TEXT SHOWN:

__________

Historic house in Wisconsin, United States

The Gen. James Bintliff House was built in 1858 in Monroe, Wisconsin, United States. It was added to the National Register of Historic Places in 1979.

== Description and history ==
James Bintliff had immigrated from England around 1841, worked in wool factories in New York, and moved to Monroe in 1853. There he worked as a bookkeeper in a dry goods store, as a bank cashier, and as register of deeds. In 1859, he began practice as a lawyer. In 1860 he and a partner bought the Monroe Sentinel. Bintliff helped organize the Republican Party, he was against slavery, and in 1862 he raised an infantry company which was captured in the Battle of Thompson's Station in Tennessee. After release from imprisonment, Bintliff recruited the 38th Wisconsin Volunteer Infantry Regiment and commanded three regiments in the Third Battle of Petersburg. For distinguished service there, Bintliff was nominated by President Andrew Johnson on January 13, 1866, and confirmed by the U.S. Senate on March 12, 1866, for appointment to the rank of brevet brigadier general of volunteers, to rank from April 2, 1865.

Bintliff's house in Monroe is in Gothic Revival style, characterized by the steep roof, the tall windows, and the elaborate bargeboards on the gables. The walls are brick, on a brick foundation. Parts of the house are lit by 9-foot French windows. Inside are a fireplace, a porcelain and glass chandelier in the dining room, and a spiral staircase.

Bintliff lived in the house until around 1870. After him, N. C. Twining, the head of local schools lived there, then the Henry Pick family. In 1960 the Hamiltons of the Monroe Evening Times bought the house, and in this house E.C. Hamilton wrote about the history and architecture of Monroe.

The NRHP nomination describes the Bintliff house as "Monroe's best domestic example of Gothic Revival style."

__________

ENTRIES SHOWN:
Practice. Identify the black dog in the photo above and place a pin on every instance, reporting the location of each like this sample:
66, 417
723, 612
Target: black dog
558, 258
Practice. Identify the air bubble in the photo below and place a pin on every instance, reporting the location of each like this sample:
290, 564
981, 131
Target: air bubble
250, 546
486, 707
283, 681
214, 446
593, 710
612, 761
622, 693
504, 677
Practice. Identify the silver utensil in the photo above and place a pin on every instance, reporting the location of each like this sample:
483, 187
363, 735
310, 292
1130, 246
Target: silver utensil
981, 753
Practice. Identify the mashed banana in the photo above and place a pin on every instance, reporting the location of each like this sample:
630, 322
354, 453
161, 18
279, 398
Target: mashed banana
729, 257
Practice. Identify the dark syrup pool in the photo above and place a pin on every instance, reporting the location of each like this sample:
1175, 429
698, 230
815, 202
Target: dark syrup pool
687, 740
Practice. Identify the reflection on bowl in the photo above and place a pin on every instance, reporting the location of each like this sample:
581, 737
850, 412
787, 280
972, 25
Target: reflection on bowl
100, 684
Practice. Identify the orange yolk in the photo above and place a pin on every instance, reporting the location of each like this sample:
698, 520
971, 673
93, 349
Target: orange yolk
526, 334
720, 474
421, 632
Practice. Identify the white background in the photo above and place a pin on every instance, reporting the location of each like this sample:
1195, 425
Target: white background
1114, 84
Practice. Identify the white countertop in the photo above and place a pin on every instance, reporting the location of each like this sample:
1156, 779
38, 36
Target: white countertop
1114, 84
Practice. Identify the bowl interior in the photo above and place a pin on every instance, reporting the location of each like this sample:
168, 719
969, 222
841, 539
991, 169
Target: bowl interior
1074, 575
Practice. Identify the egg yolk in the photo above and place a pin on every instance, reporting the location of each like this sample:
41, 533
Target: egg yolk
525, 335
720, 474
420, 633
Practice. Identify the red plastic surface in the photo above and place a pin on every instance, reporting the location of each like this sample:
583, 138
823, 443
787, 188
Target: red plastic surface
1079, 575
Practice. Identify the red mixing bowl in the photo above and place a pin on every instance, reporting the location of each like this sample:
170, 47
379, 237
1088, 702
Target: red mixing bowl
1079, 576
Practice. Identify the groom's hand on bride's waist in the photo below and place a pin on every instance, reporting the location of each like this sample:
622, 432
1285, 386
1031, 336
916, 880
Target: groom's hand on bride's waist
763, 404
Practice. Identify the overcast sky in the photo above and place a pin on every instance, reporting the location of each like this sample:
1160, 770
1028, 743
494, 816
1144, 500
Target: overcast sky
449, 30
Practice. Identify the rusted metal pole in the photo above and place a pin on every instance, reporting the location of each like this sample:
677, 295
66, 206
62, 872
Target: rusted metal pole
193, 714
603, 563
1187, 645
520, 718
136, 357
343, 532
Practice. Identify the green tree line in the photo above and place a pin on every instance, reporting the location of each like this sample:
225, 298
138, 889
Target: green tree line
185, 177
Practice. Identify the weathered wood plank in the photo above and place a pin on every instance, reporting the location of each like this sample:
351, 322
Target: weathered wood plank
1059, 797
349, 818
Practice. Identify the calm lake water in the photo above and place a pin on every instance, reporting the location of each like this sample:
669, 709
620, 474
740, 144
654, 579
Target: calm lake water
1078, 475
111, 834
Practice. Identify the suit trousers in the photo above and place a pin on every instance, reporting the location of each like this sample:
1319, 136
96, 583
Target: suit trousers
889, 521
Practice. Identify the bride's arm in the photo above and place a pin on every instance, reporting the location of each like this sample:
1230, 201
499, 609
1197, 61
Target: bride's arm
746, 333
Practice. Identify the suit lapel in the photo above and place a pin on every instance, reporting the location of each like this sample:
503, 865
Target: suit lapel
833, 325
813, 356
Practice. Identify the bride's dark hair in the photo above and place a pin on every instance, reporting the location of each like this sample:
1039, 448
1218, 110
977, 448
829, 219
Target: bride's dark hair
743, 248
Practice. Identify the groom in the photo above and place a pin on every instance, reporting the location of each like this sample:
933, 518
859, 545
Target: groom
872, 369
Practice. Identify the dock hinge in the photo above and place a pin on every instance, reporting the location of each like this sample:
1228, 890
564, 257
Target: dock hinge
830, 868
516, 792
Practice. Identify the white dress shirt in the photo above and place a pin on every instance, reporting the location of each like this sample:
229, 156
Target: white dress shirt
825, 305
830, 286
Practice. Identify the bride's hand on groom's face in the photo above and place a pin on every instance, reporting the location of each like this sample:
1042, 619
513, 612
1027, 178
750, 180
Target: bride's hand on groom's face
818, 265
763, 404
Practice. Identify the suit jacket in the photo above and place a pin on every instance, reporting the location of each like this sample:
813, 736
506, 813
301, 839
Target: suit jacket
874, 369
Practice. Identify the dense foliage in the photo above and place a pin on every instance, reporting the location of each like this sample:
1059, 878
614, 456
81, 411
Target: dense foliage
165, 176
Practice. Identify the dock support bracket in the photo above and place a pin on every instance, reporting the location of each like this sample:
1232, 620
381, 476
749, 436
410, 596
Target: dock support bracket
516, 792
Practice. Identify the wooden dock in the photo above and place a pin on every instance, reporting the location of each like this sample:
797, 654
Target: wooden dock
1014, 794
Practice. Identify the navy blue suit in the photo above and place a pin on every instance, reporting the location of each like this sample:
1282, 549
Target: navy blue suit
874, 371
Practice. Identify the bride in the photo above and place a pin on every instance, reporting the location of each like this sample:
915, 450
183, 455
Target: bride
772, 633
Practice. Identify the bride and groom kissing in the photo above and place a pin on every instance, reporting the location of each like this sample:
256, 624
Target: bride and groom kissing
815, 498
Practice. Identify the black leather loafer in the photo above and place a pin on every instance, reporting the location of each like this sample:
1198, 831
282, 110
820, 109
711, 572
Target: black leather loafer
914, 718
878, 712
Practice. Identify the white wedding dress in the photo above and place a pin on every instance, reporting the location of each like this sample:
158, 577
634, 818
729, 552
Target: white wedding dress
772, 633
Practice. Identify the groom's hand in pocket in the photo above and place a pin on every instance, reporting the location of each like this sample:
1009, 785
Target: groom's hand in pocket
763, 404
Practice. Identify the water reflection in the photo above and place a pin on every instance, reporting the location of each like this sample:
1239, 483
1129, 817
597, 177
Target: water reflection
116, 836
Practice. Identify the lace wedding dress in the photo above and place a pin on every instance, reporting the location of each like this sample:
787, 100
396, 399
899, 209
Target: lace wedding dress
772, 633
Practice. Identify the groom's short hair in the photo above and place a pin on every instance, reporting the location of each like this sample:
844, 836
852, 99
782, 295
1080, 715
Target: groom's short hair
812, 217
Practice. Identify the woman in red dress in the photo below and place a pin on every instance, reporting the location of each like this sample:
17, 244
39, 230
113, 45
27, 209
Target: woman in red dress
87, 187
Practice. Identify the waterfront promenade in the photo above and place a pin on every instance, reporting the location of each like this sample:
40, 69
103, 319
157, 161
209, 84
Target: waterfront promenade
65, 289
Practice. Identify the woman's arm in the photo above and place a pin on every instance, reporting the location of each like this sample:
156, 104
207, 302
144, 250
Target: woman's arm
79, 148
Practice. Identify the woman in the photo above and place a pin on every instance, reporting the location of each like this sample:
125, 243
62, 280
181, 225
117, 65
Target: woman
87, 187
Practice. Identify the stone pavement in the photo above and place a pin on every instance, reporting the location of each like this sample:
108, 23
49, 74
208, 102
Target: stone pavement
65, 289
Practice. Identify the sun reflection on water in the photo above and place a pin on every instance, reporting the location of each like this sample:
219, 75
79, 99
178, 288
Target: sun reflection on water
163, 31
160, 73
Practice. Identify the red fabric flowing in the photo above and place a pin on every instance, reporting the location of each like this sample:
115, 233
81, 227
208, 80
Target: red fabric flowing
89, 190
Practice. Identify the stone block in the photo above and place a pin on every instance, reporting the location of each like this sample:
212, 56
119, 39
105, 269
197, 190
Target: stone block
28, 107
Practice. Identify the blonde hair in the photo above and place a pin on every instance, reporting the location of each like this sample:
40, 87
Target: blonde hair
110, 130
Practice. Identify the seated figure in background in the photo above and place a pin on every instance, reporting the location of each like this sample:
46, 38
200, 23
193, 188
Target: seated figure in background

__________

STATED TASK 1:
Translate this sentence from the text on the Bintliff House into Spanish: "The walls are brick, on a brick foundation."
STATED TASK 2:
According to the text on the Bintliff House, who bought the house in 1960?

SOLUTION 1:
Las paredes son de ladrillo, sobre unos cimientos de ladrillo.

SOLUTION 2:
The Hamiltons of the Monroe Evening Times bought it.